**TO BE DONE:**
A. Please write out the passage from "Looking back at" to "Simon & Garfunkel." in the piece on session musicians below.
B. Render this sentence from the session musicians article in Spanish: "Their extraordinary story is told in the documentary Standing in the Shadows of Motown (2002)."
C. Carry on the article about pop session musicians from its final sentence.

**PAGE EXTRACT:**

━━━━━━

In the history of popular music there have been certain groups of musicians with a profound impact on the making and recording of hit records. They consist of the session players largely responsible for the sound of many great songs we all know and love, but never cared to look beyond the names of the star performers they’re usually associated with.  So let’s get to know some of these unsung heroes…

Hidden in the shadows

Known as The Funk Brothers, the Detroit-based session musicians who performed on Motown recordings from 1959 to 1972 played on more No.1 hits than The Beatles, Elvis Presley, The Rolling Stones, and The Beach Boys combined! Despite this astonishing feat, they were essentially uncredited  as Motown did not list session musician credits on their releases until 1971.

Consisting of phenomenal talents such as bass player James Jamerson and drummer Benny “Papa Zita” Benjamin, The Funk Brothers played on a long string of classic recordings including I Heard It Through the Grapevine, Papa Was a Rollin’ Stone and Ain’t No Mountain High Enough. Their extraordinary story is told in the documentary Standing in the Shadows of Motown (2002).

Looking back at their list of achievements, one indeed understands why they have been called “the greatest hit machine in the history of pop music.”

Meet The Wrecking Crew

Another group of session musicians that played a big part in how American pop music sounded during the 1960s was The Wrecking Crew. This assembly of highly skilled and versatile musicians, many of whom were formally trained in jazz or classical music, recorded practically every style of pop music in existence and worked with artists such as Nat King Cole, Nancy Sinatra, The Mamas & the Papas, The Carpenters and Simon & Garfunkel.

━━━━━━

**INFORMATION SHOWN:**
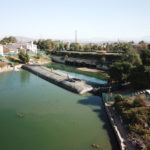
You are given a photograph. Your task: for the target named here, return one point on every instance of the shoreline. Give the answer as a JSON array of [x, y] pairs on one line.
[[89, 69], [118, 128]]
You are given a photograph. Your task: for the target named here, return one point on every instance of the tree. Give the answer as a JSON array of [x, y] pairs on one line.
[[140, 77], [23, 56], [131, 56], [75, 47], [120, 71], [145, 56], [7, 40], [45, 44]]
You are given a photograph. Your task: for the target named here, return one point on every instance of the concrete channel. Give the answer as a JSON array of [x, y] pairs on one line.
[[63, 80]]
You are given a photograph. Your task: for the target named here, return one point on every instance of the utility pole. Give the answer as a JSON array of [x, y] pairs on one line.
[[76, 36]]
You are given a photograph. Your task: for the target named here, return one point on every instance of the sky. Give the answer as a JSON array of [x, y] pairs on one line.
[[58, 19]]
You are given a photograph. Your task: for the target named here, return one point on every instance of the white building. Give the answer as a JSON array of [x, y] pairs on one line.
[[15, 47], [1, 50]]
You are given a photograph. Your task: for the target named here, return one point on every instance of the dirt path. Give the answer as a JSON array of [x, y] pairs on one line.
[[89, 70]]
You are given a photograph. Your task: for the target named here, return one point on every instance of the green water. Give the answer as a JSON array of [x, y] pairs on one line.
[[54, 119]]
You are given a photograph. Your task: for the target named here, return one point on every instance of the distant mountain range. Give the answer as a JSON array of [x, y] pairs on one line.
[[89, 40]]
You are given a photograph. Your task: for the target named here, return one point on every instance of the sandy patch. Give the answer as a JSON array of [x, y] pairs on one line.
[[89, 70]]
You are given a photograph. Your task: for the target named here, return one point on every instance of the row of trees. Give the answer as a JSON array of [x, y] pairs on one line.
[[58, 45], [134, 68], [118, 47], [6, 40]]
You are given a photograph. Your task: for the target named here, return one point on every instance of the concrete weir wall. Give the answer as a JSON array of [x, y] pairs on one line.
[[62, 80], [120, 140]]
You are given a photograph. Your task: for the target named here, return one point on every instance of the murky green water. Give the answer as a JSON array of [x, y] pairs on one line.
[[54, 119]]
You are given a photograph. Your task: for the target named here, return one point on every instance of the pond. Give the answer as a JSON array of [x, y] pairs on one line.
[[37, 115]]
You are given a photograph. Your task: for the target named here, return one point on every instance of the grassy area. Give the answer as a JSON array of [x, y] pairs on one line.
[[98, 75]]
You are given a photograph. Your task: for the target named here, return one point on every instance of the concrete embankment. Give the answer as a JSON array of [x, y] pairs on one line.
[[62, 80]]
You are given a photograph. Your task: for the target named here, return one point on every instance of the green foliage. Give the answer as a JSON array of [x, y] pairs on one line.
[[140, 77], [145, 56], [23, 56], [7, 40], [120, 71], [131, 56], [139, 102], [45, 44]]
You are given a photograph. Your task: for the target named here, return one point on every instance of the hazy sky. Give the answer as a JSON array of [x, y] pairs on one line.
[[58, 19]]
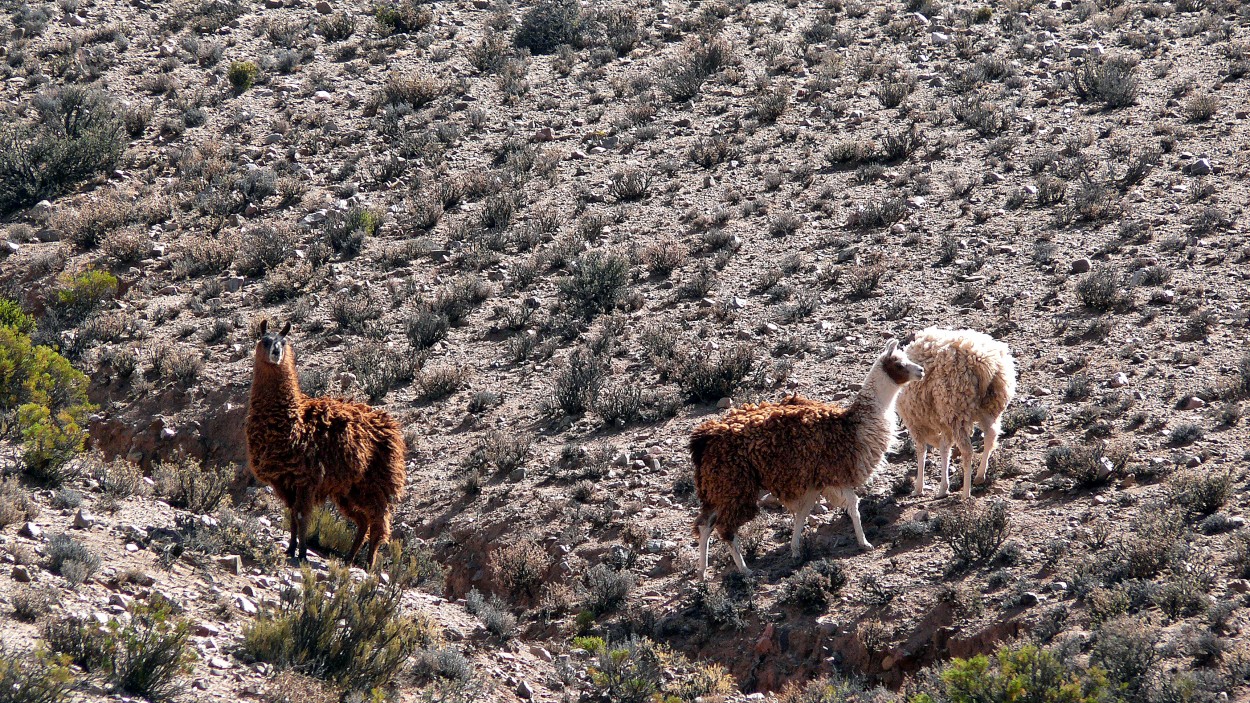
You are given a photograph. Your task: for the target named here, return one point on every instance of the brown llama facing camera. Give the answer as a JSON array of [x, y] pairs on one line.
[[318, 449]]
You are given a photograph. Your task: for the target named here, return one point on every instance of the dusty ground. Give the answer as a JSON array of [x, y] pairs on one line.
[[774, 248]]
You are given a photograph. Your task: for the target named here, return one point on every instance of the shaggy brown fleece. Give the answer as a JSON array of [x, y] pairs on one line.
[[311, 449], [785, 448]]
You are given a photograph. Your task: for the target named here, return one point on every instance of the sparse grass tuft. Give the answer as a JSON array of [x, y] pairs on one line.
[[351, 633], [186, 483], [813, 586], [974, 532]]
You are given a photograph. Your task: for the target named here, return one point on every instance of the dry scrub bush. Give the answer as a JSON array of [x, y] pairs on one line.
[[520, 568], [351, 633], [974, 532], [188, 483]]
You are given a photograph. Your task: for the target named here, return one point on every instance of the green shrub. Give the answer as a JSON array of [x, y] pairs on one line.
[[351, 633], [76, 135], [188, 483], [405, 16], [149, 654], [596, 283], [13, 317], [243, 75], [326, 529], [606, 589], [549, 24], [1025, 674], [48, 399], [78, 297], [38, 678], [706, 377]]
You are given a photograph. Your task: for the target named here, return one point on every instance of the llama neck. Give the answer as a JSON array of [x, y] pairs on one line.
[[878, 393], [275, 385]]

━━━━━━

**FINAL ANSWERS:**
A.
Looking back at their list of achievements, one indeed understands why they have been called “the greatest hit machine in the history of pop music.”

Meet The Wrecking Crew

Another group of session musicians that played a big part in how American pop music sounded during the 1960s was The Wrecking Crew. This assembly of highly skilled and versatile musicians, many of whom were formally trained in jazz or classical music, recorded practically every style of pop music in existence and worked with artists such as Nat King Cole, Nancy Sinatra, The Mamas & the Papas, The Carpenters and Simon & Garfunkel.

B. Su extraordinaria historia se cuenta en el documental Standing in the Shadows of Motown (2002).

C.
Moreover, The Wrecking Crew was used by legendary producer Phil Spector for his trademark “Wall of Sound”, while songwriter Brian Wilson also worked with the Crew to materialize many of his sonic visions during the 1960s, including the album Pet Sounds and songs such as Good Vibrations and California Girls.

The remarkable story of The Wrecking Crew was also made into a film, which can serve as a great introduction to the musicians responsible for the sound of some of the most successful pop music the world has ever known (such as guitarist Tommy Tedesco, drummer Hal Blaine, and bassist/guitarist Carol Kaye – one of the few female session players of that period).

The secret of Muscle Shoals

There are some special places where the conditions for making great music seem to be just right. One such place is Muscle Shoals, Alabama.

The musicians largely responsible for what came to be known as the “Muscle Shoals Sound” were The Swampers (aka The Muscle Shoals Rhythm Section), a group of soul, R&B, and country studio musicians based in Muscle Shoals who have appeared on more than 75 gold and platinum hits in total.

The Swampers worked originally at the legendary FAME Studios, established by American record producer Rick Hall. Some of the artists they recorded with at FAME were Wilson Pickett, Aretha Franklin, Otis Redding, Duane Allman, Paul Anka and Tom Jones.

FAME Recording Studios in Muscle Shoals

Immortalized in Lynyrd Skynyrd’s classic Sweet Home Alabama (“Now Muscle Shoals has got the Swampers / And they’ve been known to pick a song or two”), The Swampers left FAME in 1969 to form The Muscle Shoals Sound Studio, becoming first time rhythm section -consisting of Barry Beckett (keyboards), Roger Hawkins (drums), Jimmy Johnson (guitar) and David Hood (bass)- to own a studio they could use for recording and production purposes.

Several rock and pop artists arrived to record at the new studio, including The Rolling Stones, Traffic, Elton John, Paul Simon and Bob Dylan. The incredible story of  Rick Hall, The Swampers and a small town that would become the mecca of America’s most celebrated recording artists  is the theme of the recent documentary Muscle Shoals.